Rewrite all of the records below, replacing every occurrence of "one marker per instance" with "a single marker for each instance" and leaving everything else unchanged. Leave the pictures out of your answer.
▬▬▬▬▬▬
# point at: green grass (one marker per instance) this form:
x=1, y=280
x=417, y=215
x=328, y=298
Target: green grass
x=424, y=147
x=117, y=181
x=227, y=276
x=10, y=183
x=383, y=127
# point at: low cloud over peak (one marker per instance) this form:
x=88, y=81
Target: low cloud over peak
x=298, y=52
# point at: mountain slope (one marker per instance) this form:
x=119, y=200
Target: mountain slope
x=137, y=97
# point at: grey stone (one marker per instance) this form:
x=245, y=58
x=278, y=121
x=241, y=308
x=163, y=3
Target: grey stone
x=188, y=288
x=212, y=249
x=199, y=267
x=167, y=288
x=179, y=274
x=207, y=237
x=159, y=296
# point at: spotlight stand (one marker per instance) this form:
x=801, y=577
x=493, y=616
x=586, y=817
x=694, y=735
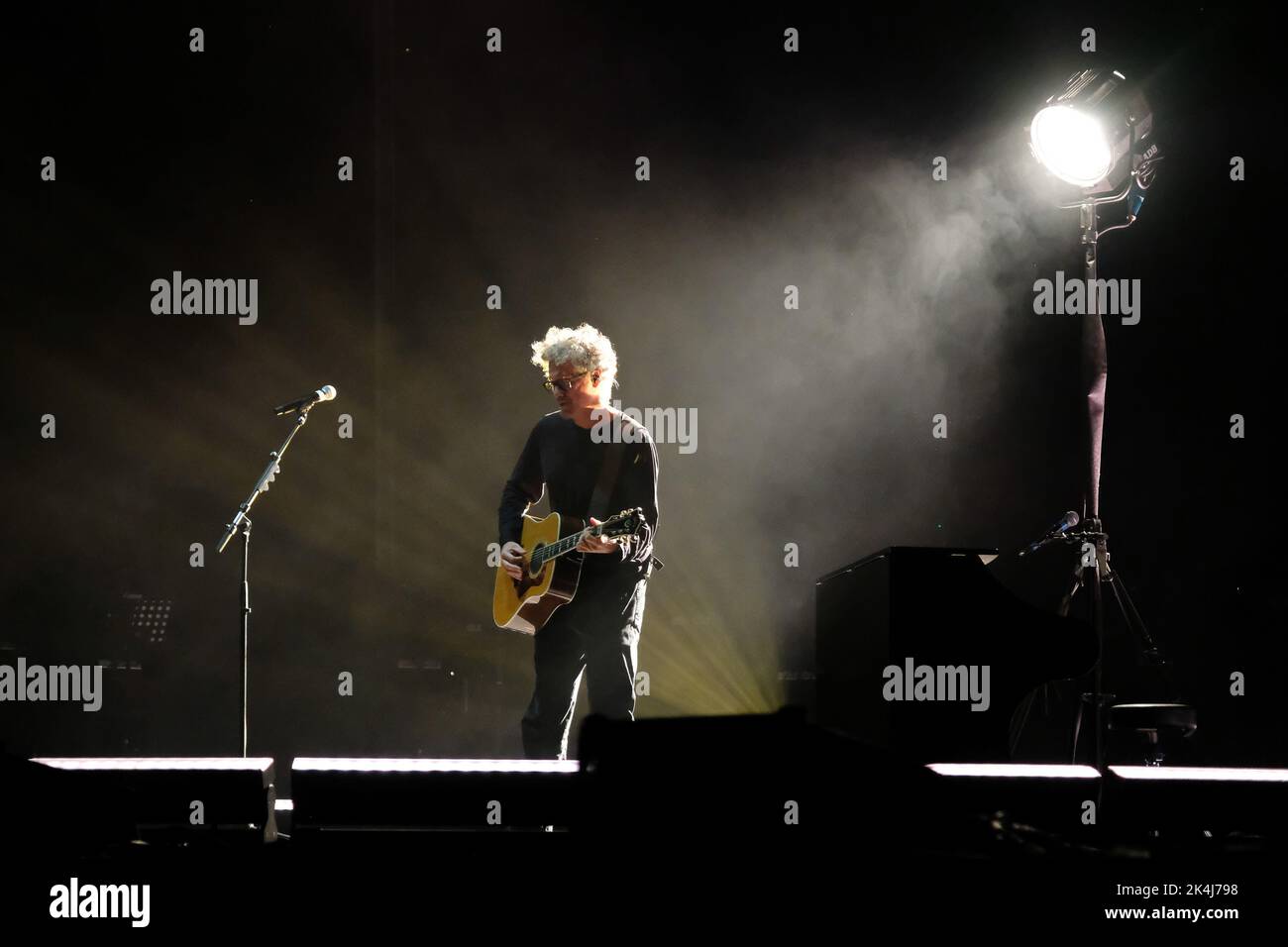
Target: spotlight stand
x=1094, y=571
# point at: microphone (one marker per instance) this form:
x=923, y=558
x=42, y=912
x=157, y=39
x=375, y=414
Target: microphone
x=1067, y=522
x=323, y=393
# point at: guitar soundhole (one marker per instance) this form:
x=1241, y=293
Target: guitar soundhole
x=536, y=575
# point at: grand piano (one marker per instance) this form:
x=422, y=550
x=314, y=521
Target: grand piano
x=903, y=638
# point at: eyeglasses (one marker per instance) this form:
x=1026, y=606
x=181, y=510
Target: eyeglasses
x=563, y=384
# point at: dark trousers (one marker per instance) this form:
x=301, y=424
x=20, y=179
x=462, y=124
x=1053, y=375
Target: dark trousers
x=596, y=639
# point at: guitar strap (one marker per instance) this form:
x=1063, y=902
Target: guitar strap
x=606, y=480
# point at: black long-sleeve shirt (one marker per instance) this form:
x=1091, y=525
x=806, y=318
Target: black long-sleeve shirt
x=565, y=459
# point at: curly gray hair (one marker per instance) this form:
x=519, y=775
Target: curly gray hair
x=584, y=347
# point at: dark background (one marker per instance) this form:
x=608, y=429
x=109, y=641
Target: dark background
x=814, y=425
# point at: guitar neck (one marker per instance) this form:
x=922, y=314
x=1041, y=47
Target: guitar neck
x=553, y=551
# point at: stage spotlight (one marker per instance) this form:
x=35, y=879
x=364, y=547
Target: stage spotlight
x=1094, y=134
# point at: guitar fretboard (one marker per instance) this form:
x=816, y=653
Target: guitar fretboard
x=555, y=549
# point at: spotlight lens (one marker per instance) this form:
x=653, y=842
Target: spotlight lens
x=1070, y=145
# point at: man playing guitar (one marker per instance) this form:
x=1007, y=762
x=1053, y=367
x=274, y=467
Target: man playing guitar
x=597, y=631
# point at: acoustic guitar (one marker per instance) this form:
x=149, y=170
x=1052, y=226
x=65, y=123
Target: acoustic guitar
x=550, y=575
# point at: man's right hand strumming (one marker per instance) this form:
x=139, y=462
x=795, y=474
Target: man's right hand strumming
x=511, y=560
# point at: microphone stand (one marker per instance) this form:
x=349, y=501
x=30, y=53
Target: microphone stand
x=243, y=522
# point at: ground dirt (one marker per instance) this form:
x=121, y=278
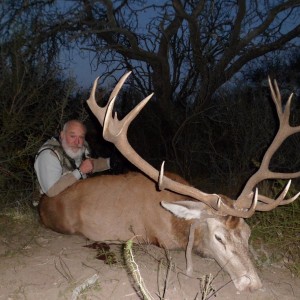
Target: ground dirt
x=36, y=263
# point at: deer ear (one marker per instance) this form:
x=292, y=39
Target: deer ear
x=185, y=209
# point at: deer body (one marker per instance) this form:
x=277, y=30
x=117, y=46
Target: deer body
x=179, y=216
x=119, y=207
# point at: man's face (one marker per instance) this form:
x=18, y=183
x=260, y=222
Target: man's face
x=72, y=139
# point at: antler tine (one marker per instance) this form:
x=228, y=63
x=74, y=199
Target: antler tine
x=115, y=131
x=284, y=131
x=276, y=96
x=98, y=111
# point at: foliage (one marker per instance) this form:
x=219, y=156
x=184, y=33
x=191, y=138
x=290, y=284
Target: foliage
x=34, y=102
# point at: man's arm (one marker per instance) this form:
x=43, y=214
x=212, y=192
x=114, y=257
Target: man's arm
x=49, y=173
x=101, y=164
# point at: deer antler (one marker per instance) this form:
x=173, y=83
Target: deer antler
x=115, y=131
x=284, y=131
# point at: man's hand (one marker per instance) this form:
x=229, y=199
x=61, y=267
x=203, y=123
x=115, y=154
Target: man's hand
x=87, y=166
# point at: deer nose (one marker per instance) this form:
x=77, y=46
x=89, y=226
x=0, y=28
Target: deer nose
x=247, y=282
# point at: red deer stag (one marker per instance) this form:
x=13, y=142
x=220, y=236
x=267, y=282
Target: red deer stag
x=117, y=207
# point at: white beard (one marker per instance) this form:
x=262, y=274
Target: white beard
x=76, y=155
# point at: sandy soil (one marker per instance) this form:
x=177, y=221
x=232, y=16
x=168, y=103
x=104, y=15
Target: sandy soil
x=36, y=263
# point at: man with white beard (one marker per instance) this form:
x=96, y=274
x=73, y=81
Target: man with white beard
x=59, y=163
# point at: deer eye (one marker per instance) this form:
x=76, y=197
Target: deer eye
x=219, y=239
▬▬▬▬▬▬
Answer to the task:
# point at: green grass (a single marker for each instance) this form:
x=1, y=280
x=417, y=215
x=328, y=298
Target: green grass
x=424, y=147
x=117, y=181
x=227, y=276
x=10, y=183
x=383, y=127
# point at: low cloud over peak (a single marker for each instance) this form:
x=88, y=81
Target: low cloud over peak
x=298, y=52
# point at: mountain slope (a single marker for each instance) this form:
x=119, y=200
Target: mountain slope
x=137, y=97
# point at: grey stone (a single marker for each instance) this form:
x=245, y=58
x=278, y=121
x=241, y=308
x=163, y=3
Target: grey stone
x=188, y=288
x=212, y=249
x=199, y=267
x=167, y=288
x=179, y=274
x=207, y=237
x=159, y=296
# point at: spotlight stand (a single marker for each instance) this form:
x=801, y=577
x=493, y=616
x=586, y=817
x=694, y=735
Target: spotlight stand
x=1094, y=571
# point at: microphone (a single marker for each instance) this form:
x=923, y=558
x=42, y=912
x=157, y=39
x=375, y=414
Target: microphone
x=1067, y=522
x=323, y=393
# point at: guitar soundhole (a single marker for each instance) this form:
x=1241, y=293
Target: guitar soundhole
x=536, y=575
# point at: grand piano (a single marker for each instance) this form:
x=422, y=550
x=314, y=521
Target: grand piano
x=903, y=638
# point at: eyeglasses (a single marker for each instance) this form:
x=1026, y=606
x=181, y=510
Target: eyeglasses
x=563, y=384
# point at: dark trousers (a single marker for each instance) this form:
x=301, y=424
x=20, y=179
x=462, y=124
x=1053, y=375
Target: dark trousers
x=596, y=639
# point at: guitar strap (a single marker for each instance) this form:
x=1063, y=902
Target: guitar strap
x=606, y=480
# point at: black long-sleeve shirt (a single marker for each instance) this form:
x=1091, y=525
x=806, y=318
Target: black long-sleeve shirt
x=565, y=459
# point at: curly gray hair (a single marker for each instance) this form:
x=519, y=775
Target: curly gray hair
x=584, y=347
# point at: dark background (a single marker for each instance) this form:
x=608, y=429
x=109, y=641
Target: dark background
x=814, y=425
# point at: guitar neck (a single marker for each instance) this form:
x=922, y=314
x=1041, y=47
Target: guitar neck
x=553, y=551
# point at: stage spotlight (a single marker for each instance) this form:
x=35, y=879
x=364, y=547
Target: stage spotlight
x=1094, y=134
# point at: guitar fretboard (a single marker for each instance) this form:
x=816, y=653
Target: guitar fretboard
x=555, y=549
# point at: spotlight lens (a single marker for each instance) this form:
x=653, y=842
Target: spotlight lens
x=1070, y=145
# point at: man playing guitar (a single marker for each instance) this form:
x=1007, y=762
x=1053, y=367
x=274, y=467
Target: man playing guitar
x=597, y=631
# point at: acoustic guitar (a single marker for each instance) this form:
x=149, y=170
x=1052, y=226
x=65, y=123
Target: acoustic guitar
x=550, y=575
# point at: man's right hand strumming (a single marker for each instance) this form:
x=139, y=462
x=795, y=474
Target: man's right hand strumming
x=511, y=560
# point at: microphone stand (a single marker for each instance) this form:
x=349, y=501
x=30, y=53
Target: microphone stand
x=243, y=522
# point at: ground dirt (a single marker for each instance) this form:
x=121, y=278
Target: ground dirt
x=36, y=263
# point at: deer ear (a single marker for each instance) this form:
x=292, y=39
Target: deer ear
x=185, y=209
# point at: deer body (a single marker for each instance) this form:
x=277, y=30
x=117, y=46
Target: deer body
x=179, y=216
x=119, y=207
# point at: man's face (a single marker for each instance) this form:
x=18, y=183
x=260, y=222
Target: man's face
x=72, y=139
# point at: antler tine (a single marker for each instance) this form:
x=228, y=63
x=74, y=199
Target: antler tine
x=115, y=131
x=284, y=131
x=276, y=96
x=98, y=111
# point at: foliage (a single marker for each instance) this form:
x=219, y=156
x=184, y=33
x=191, y=138
x=290, y=284
Target: foliage
x=34, y=102
# point at: man's arm (a single marker for each instance) this form:
x=43, y=214
x=212, y=192
x=114, y=257
Target: man's arm
x=49, y=173
x=101, y=164
# point at: deer antler (a single marker for each instance) this form:
x=173, y=83
Target: deer antler
x=115, y=131
x=284, y=131
# point at: man's hand (a single marker for each instance) this form:
x=229, y=199
x=61, y=267
x=203, y=123
x=115, y=154
Target: man's hand
x=87, y=166
# point at: deer nose (a single marker for each instance) this form:
x=77, y=46
x=89, y=226
x=0, y=28
Target: deer nose
x=247, y=282
# point at: red deer stag (a single marker for each instance) this form:
x=13, y=142
x=220, y=236
x=267, y=282
Target: red deer stag
x=117, y=207
# point at: white beard (a single marker for each instance) this form:
x=262, y=274
Target: white beard
x=76, y=155
# point at: sandy soil (a single marker for each instance) this form:
x=177, y=221
x=232, y=16
x=168, y=103
x=104, y=15
Target: sandy soil
x=36, y=263
# point at: man with white beard (a single marker for each instance) this form:
x=96, y=274
x=73, y=81
Target: man with white beard
x=59, y=163
# point at: deer eye (a single marker for each instance) this form:
x=76, y=197
Target: deer eye
x=219, y=239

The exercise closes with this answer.